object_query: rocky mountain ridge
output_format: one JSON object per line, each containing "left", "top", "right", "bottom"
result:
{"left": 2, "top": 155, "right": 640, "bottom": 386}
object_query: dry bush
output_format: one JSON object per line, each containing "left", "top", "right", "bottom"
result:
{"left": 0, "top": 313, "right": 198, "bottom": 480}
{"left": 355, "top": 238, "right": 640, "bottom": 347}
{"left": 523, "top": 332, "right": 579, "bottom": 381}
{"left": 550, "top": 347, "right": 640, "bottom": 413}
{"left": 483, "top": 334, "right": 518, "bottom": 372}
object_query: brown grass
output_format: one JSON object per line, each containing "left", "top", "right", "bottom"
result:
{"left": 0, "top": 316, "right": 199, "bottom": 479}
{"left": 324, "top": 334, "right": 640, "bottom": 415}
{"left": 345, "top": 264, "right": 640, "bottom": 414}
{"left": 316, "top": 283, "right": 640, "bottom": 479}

────────────────────────────────────────

(EXERCISE DETAILS): Print the records once more, exactly as they were given.

(RESPONSE AREA):
object_query: rocky mountain ridge
output_format: one JSON object per line, each containing "left", "top", "right", "bottom"
result:
{"left": 2, "top": 155, "right": 640, "bottom": 386}
object_query: dry bush
output_format: one JSON object per line, each containing "left", "top", "right", "bottom"
result:
{"left": 0, "top": 313, "right": 198, "bottom": 480}
{"left": 355, "top": 238, "right": 640, "bottom": 347}
{"left": 523, "top": 332, "right": 579, "bottom": 381}
{"left": 550, "top": 347, "right": 640, "bottom": 413}
{"left": 483, "top": 334, "right": 518, "bottom": 372}
object_query: brown grass
output_format: one JSON object per line, each containing "left", "top", "right", "bottom"
result:
{"left": 0, "top": 316, "right": 199, "bottom": 479}
{"left": 324, "top": 334, "right": 640, "bottom": 415}
{"left": 345, "top": 264, "right": 640, "bottom": 414}
{"left": 316, "top": 283, "right": 640, "bottom": 479}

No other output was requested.